YOUR OBJECTIVE –
Pick up the piece below about getting yelled at for riding two-abreast on the Rio Grande Trail and keep writing it from its last line.

EXCERPTED TEXT –
= = = =
On more occasions lately than seems reasonable, rational, or sane, I’ve been yelled at for riding two-abreast on the bike path. Okay fine. This breach in etiquette would leave me chastened were it not for this one thing: there’s a center line and I am on the right side of it.
The fantastic, lovely, wonderful Rio Grande Trail from Glenwood Springs to Aspen, Colorado is a former rail right-of-way, and the Roaring Fork Transportation Authority does an amazing job of keeping these continuous 42 miles maintained and up to world-class standards. It’s got picnic tables with shade structures, restrooms, fix-it stations. It’s got interpretive panels, mileage markers, wayfinding signage. It rocks.
So when I’m riding with my friend Maria, chatting about chain-ring size and tread patterns (Ha! As if) and generally enjoying the sunshine and loveliness that is life in the Roaring Fork Valley, it’s a real bummer to come to the realization that the rider approaching and now departing was not, in fact, saying “have a nice ride!”, she was instead admonishing us for not riding single file.
There wasn’t enough time to understand what she said, in part because there wasn’t enough time to change my brain’s expectation of what would be said. Hear me out. For example, you don’t expect to walk up to the Walmart greeter and have them say “You have the IQ of a cocktail olive. I can hear the ocean when I stand next to you.”
This would be at least mildly shocking, and would take a beat to process. Similarly, it took me a hot second to hear and subsequently understand that she had barked out “Ride Single File!!”
And by that time she was 20 feet behind me and the best I could do was swerve and spit “What the….huh? Hey…HEY! Ummmm. Nuh Uh!!!”
= = = =
EXTRACTED ENTRIES –
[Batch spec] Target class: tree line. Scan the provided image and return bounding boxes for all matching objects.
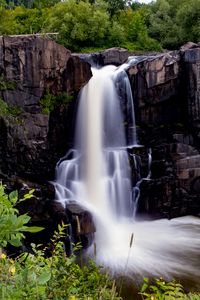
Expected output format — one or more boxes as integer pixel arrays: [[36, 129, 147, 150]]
[[0, 0, 200, 52]]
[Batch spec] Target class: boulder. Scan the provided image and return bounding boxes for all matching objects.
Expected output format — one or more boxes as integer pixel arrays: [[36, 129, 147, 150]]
[[0, 35, 92, 182]]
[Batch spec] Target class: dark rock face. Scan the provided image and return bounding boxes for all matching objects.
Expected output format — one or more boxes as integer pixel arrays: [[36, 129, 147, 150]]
[[80, 48, 129, 66], [125, 47, 200, 218], [0, 36, 91, 181], [0, 36, 200, 253], [0, 35, 92, 250]]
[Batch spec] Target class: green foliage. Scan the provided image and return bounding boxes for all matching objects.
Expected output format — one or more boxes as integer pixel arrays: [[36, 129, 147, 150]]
[[140, 278, 200, 300], [47, 0, 109, 51], [40, 91, 73, 115], [0, 98, 21, 117], [148, 0, 200, 49], [0, 225, 120, 300], [0, 184, 42, 249], [0, 75, 16, 91]]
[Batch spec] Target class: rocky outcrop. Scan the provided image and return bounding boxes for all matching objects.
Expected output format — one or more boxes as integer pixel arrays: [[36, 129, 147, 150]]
[[127, 43, 200, 218], [0, 35, 91, 181], [79, 48, 130, 66], [0, 36, 200, 241]]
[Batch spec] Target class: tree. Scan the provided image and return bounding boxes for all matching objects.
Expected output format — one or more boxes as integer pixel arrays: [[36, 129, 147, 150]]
[[46, 0, 110, 51]]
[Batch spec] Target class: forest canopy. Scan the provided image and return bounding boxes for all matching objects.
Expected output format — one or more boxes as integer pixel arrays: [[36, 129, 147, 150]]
[[0, 0, 200, 52]]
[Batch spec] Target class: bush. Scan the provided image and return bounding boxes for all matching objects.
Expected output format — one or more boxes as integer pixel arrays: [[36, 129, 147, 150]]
[[0, 184, 42, 249], [0, 184, 120, 300], [0, 226, 120, 300], [40, 91, 73, 115], [140, 278, 200, 300]]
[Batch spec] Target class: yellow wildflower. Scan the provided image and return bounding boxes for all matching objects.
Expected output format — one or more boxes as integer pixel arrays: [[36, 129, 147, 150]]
[[69, 295, 77, 300], [0, 253, 6, 259], [9, 266, 16, 275]]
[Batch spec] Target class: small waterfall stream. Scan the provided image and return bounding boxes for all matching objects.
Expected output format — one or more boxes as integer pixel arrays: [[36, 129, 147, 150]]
[[54, 65, 200, 284]]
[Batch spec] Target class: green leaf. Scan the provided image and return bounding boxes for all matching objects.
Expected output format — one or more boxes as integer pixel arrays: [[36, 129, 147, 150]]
[[38, 270, 51, 285], [22, 226, 44, 233]]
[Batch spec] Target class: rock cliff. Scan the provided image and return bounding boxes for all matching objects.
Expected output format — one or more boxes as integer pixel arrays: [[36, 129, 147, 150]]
[[0, 35, 200, 248], [0, 35, 91, 181]]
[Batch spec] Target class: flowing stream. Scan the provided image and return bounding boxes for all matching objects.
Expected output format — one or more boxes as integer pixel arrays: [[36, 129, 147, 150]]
[[55, 65, 200, 290]]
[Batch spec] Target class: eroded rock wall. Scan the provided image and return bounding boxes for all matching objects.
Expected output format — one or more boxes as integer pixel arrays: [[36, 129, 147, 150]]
[[0, 35, 91, 181]]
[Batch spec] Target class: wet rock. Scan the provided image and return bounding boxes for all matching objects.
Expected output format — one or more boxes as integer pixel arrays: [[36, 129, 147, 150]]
[[0, 35, 91, 182]]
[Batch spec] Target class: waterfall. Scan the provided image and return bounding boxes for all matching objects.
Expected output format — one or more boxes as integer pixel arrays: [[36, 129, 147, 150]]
[[54, 65, 200, 282], [55, 66, 136, 219]]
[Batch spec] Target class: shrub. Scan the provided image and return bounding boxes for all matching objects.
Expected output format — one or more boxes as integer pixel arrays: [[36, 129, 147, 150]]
[[0, 184, 42, 250], [0, 226, 120, 300], [40, 90, 73, 115], [0, 98, 21, 117], [140, 278, 200, 300]]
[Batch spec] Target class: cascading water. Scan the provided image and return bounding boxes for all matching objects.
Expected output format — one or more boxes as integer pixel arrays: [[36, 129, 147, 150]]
[[55, 65, 200, 284]]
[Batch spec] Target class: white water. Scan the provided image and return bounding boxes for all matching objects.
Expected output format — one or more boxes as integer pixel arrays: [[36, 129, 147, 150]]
[[55, 66, 200, 284]]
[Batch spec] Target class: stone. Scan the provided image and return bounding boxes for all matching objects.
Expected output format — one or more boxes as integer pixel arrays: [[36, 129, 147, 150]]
[[100, 48, 129, 65], [0, 35, 92, 181]]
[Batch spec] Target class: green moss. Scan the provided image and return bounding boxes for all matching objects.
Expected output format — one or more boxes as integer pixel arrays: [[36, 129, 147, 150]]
[[40, 90, 73, 115], [0, 75, 16, 91], [0, 98, 21, 117]]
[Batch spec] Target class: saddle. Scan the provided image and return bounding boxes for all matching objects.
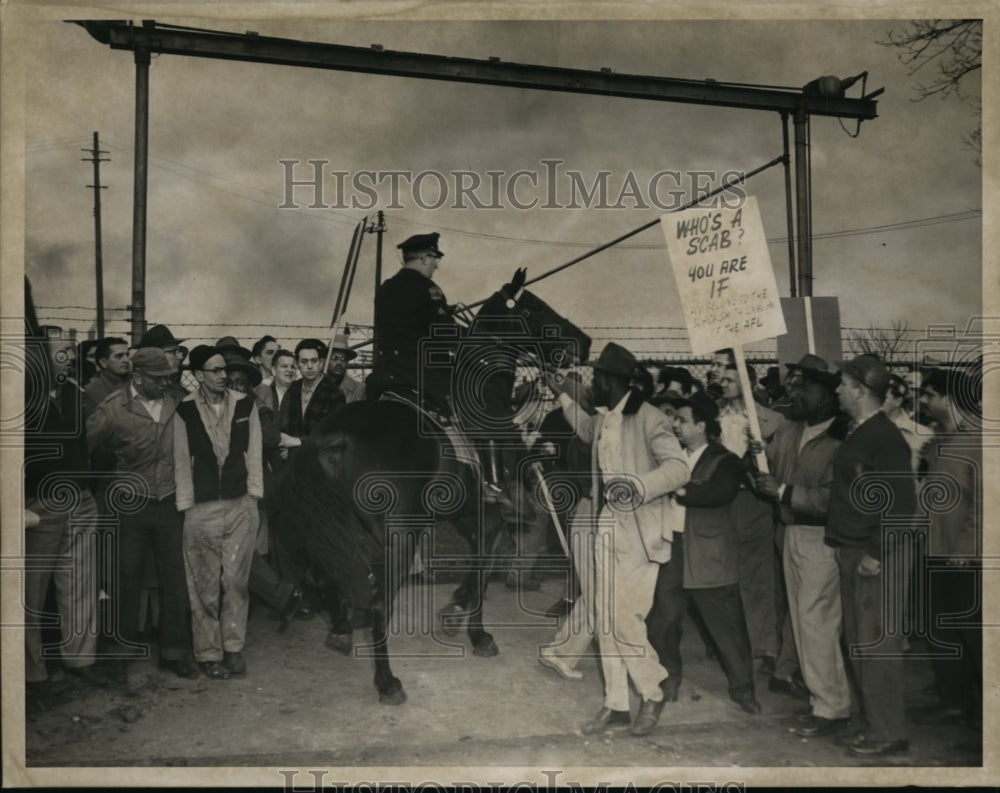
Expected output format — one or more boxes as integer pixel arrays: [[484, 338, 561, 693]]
[[379, 390, 479, 472]]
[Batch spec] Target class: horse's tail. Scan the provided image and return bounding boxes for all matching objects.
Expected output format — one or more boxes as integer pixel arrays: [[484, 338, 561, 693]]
[[276, 440, 381, 607]]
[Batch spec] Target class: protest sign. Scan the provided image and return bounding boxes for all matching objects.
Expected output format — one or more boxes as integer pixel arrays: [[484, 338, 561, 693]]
[[660, 196, 785, 355], [660, 196, 785, 472]]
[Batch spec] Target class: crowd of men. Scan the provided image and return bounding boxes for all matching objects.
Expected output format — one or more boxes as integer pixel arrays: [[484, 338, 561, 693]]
[[25, 312, 364, 688], [25, 234, 982, 757], [539, 343, 983, 757]]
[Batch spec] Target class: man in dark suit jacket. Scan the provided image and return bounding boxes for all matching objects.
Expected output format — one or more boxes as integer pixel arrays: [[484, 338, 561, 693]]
[[278, 339, 346, 438], [648, 393, 761, 714]]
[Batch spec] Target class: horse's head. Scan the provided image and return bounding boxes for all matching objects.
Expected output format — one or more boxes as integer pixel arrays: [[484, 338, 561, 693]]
[[469, 289, 590, 368]]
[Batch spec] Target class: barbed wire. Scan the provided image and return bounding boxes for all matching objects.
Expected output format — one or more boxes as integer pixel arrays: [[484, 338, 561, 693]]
[[35, 306, 944, 339]]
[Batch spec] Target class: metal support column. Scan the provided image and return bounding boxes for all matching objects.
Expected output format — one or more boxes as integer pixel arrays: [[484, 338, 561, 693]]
[[130, 49, 149, 344], [794, 109, 812, 297]]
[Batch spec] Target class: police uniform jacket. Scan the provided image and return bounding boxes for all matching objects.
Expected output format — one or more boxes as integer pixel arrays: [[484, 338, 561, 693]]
[[375, 267, 456, 402]]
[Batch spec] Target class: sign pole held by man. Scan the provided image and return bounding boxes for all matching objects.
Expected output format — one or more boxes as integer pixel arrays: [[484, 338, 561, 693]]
[[323, 217, 368, 372], [660, 196, 786, 472]]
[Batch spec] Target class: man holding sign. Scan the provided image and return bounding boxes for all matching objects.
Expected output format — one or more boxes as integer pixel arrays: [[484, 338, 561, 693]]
[[661, 196, 786, 668]]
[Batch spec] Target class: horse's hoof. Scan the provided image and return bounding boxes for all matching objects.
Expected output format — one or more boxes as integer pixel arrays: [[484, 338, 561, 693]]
[[472, 636, 500, 658], [325, 633, 354, 655], [378, 686, 406, 705], [438, 603, 468, 636]]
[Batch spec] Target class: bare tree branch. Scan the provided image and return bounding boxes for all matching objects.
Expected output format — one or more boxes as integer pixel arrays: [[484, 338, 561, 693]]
[[847, 319, 910, 365]]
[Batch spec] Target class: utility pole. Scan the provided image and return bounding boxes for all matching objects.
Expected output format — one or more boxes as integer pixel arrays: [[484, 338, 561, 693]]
[[129, 47, 150, 344], [80, 132, 111, 339], [365, 209, 385, 366]]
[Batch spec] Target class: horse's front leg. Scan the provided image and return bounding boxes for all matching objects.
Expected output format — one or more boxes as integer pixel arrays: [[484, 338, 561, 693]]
[[323, 579, 354, 655], [464, 510, 503, 658], [371, 534, 415, 705]]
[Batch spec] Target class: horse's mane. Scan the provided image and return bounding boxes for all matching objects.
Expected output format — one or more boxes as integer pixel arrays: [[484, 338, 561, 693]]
[[276, 440, 382, 607]]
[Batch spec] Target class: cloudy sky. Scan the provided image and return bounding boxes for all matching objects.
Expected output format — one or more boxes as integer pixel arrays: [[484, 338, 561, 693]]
[[7, 6, 982, 353]]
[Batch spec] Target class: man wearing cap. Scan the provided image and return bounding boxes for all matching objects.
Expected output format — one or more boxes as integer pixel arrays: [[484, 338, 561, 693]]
[[136, 325, 187, 399], [826, 355, 916, 757], [546, 342, 689, 735], [756, 354, 851, 738], [87, 347, 198, 684], [326, 333, 365, 402], [83, 337, 129, 418], [372, 232, 459, 413], [174, 345, 264, 679]]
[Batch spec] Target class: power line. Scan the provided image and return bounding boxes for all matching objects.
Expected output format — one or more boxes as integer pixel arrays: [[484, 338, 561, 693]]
[[50, 136, 982, 250]]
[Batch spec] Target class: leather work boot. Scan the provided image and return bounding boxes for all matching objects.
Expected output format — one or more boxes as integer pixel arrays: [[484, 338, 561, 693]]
[[630, 699, 667, 735], [580, 707, 632, 735]]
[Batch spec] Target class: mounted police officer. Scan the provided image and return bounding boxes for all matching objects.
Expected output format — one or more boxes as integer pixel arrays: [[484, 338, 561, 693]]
[[369, 233, 460, 408], [367, 232, 524, 501]]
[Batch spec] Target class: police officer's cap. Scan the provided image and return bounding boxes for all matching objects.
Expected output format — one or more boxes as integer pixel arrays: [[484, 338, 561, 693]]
[[396, 231, 444, 257]]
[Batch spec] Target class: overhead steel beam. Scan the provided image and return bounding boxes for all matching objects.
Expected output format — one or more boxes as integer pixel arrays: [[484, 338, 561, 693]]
[[77, 20, 881, 120]]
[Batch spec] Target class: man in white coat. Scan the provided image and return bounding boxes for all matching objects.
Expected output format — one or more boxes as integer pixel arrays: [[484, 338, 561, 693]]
[[549, 342, 690, 735]]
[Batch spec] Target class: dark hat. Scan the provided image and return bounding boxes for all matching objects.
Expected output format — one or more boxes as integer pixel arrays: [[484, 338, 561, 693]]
[[674, 391, 719, 420], [584, 341, 639, 377], [330, 333, 358, 361], [785, 353, 840, 390], [784, 352, 830, 372], [396, 231, 444, 257], [649, 388, 688, 408], [215, 336, 253, 361], [218, 348, 264, 388], [760, 366, 781, 388], [837, 354, 890, 400], [889, 374, 910, 401], [131, 347, 174, 377], [188, 344, 225, 372], [138, 325, 185, 350]]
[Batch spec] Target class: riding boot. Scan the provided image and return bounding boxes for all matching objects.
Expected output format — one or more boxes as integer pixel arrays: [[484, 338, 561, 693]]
[[479, 441, 513, 507]]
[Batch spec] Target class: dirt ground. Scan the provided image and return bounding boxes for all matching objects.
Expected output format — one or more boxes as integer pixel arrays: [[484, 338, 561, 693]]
[[15, 580, 982, 784]]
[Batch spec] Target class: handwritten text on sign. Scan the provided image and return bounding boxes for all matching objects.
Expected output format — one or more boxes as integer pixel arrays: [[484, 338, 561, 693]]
[[660, 196, 785, 355]]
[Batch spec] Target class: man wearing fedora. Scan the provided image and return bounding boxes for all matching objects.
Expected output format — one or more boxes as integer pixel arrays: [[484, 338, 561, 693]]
[[826, 355, 916, 757], [547, 342, 689, 735], [87, 347, 199, 683], [174, 344, 264, 679], [646, 392, 761, 715], [756, 354, 851, 738], [372, 232, 458, 413], [83, 337, 129, 418], [326, 333, 365, 402], [136, 325, 188, 399], [222, 346, 311, 630], [917, 367, 983, 738]]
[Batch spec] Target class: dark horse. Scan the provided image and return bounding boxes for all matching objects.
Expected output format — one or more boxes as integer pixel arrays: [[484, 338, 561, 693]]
[[276, 291, 590, 704]]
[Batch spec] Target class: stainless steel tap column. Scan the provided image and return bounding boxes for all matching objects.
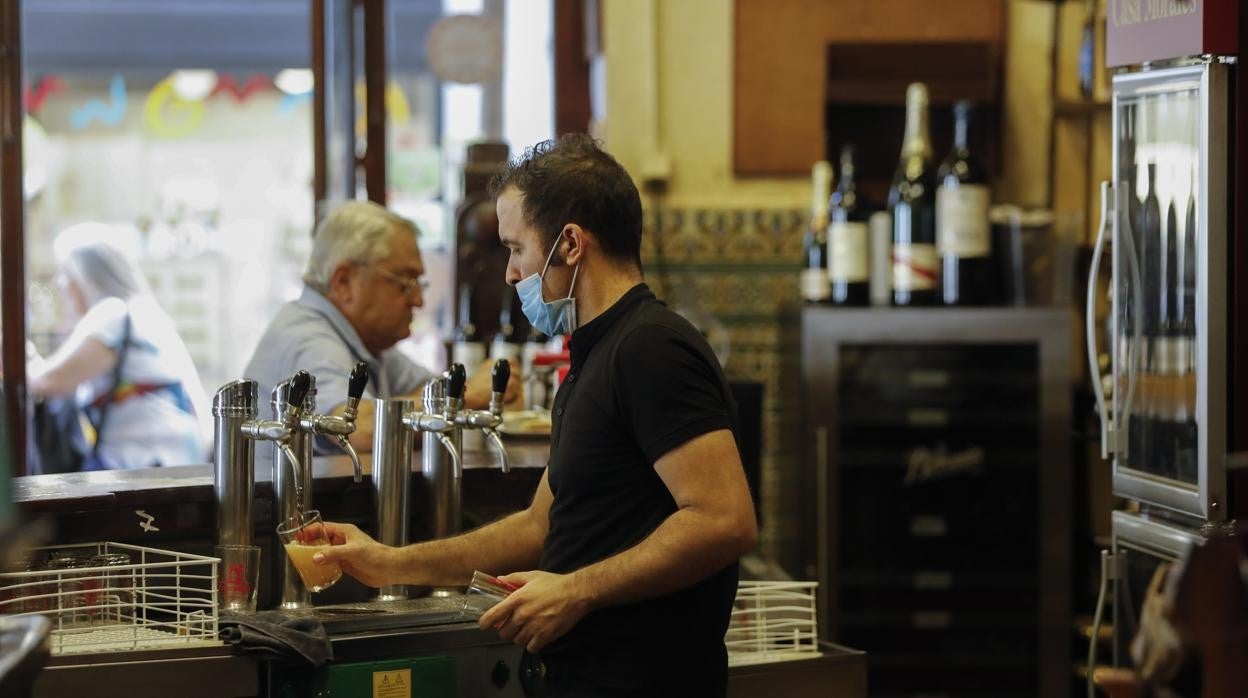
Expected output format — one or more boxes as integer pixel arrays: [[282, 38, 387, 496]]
[[212, 380, 258, 546], [421, 372, 463, 546], [373, 400, 416, 601], [272, 373, 316, 609]]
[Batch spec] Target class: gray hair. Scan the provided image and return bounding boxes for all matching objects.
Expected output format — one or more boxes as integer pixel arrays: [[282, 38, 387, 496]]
[[57, 234, 151, 307], [303, 201, 419, 293]]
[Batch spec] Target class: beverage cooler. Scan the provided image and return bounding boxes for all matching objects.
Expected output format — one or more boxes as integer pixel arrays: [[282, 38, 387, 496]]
[[1087, 50, 1248, 684], [1088, 60, 1248, 521]]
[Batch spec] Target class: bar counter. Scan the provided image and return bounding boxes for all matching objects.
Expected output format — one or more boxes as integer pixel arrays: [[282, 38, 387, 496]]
[[34, 623, 866, 698], [14, 438, 866, 698]]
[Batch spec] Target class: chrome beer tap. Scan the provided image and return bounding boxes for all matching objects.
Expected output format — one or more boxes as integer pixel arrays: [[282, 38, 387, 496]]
[[456, 358, 512, 472], [242, 371, 316, 499], [300, 361, 368, 482], [373, 365, 466, 601], [243, 371, 316, 609]]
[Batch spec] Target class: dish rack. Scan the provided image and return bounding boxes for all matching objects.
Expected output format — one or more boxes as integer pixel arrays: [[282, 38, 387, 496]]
[[724, 581, 819, 667], [0, 543, 221, 654]]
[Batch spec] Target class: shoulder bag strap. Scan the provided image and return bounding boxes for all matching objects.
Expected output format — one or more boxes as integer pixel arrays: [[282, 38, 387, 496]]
[[91, 310, 130, 458]]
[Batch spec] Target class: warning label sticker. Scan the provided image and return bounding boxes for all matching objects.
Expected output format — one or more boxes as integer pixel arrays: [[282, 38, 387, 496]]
[[373, 669, 412, 698]]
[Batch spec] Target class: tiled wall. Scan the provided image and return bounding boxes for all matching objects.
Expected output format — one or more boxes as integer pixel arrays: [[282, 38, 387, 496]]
[[641, 206, 806, 574]]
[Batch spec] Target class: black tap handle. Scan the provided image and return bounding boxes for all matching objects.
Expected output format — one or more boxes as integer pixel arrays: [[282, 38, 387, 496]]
[[490, 358, 512, 392], [447, 363, 468, 400], [347, 361, 368, 400], [287, 371, 312, 410]]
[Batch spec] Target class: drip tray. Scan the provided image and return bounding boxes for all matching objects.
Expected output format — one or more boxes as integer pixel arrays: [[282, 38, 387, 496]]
[[312, 593, 472, 636]]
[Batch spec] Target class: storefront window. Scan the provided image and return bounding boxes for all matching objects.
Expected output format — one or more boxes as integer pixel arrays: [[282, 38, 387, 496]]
[[13, 0, 553, 474]]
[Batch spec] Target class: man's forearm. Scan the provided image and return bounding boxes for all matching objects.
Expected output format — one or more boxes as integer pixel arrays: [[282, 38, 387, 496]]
[[393, 511, 545, 587], [573, 508, 754, 608]]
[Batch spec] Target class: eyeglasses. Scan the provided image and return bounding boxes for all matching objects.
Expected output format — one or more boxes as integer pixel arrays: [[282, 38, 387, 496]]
[[364, 265, 429, 296]]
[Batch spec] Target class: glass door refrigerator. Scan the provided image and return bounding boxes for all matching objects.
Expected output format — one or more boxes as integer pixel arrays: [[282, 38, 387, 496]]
[[1087, 56, 1248, 684]]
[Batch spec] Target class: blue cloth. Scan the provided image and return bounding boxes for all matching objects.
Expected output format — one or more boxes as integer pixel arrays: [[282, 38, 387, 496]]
[[243, 286, 432, 417]]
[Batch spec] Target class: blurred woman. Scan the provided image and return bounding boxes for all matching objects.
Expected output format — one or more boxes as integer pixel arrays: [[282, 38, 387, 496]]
[[26, 232, 208, 469]]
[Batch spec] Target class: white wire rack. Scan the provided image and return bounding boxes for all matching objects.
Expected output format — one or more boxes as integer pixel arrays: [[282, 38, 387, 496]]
[[724, 581, 819, 667], [0, 543, 220, 654]]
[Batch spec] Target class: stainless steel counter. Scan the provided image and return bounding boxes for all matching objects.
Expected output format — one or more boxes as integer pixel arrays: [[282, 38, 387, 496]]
[[35, 631, 866, 698], [12, 438, 550, 512]]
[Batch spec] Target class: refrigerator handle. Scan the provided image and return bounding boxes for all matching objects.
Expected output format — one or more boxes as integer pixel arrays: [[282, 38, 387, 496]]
[[1112, 187, 1144, 464], [1085, 181, 1117, 458]]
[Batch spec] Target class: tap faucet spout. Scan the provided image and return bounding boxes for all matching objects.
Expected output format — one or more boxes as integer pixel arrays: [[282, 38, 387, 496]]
[[333, 433, 364, 482], [484, 430, 512, 472]]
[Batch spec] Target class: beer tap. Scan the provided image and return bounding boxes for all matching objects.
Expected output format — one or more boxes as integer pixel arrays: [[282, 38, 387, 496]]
[[242, 371, 313, 502], [403, 363, 468, 479], [456, 358, 512, 472], [298, 361, 368, 482]]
= = = =
OUTPUT OF THE EXERCISE –
This seriously lame response infuriated me even more as I would have preferred to cite code and logic in that moment instead of an incoherent verbal flail.
If I was riding alone, or even with a pal but we were riding single file, I could presumably ride as close to the dang line as I want, right? Right. And it happened not just once, but several times, and each time, there was no time to prepare for the issuance of that verbal turd. So I started to steel myself, to have quick, snappy legal rebuttals at the ready.
Is it you? Approaching stranger on the $9,000 Pinarello Dogma? No? How about you on the raspy Choco-Schwindilla? Oh! Oh! What did they just say??? My heart rate spiked, and my vision blurred (helpful). I opened my mouth wide to aid the volume and just before I spouted code and section, my brain kindly translated their passing message:
“Have a nice ride!”
Given that it was the Roaring Fork Valley, I would have been more surprised to hear somebody say “Have a nice ride” than to be admonished for doing absolutely nothing wrong.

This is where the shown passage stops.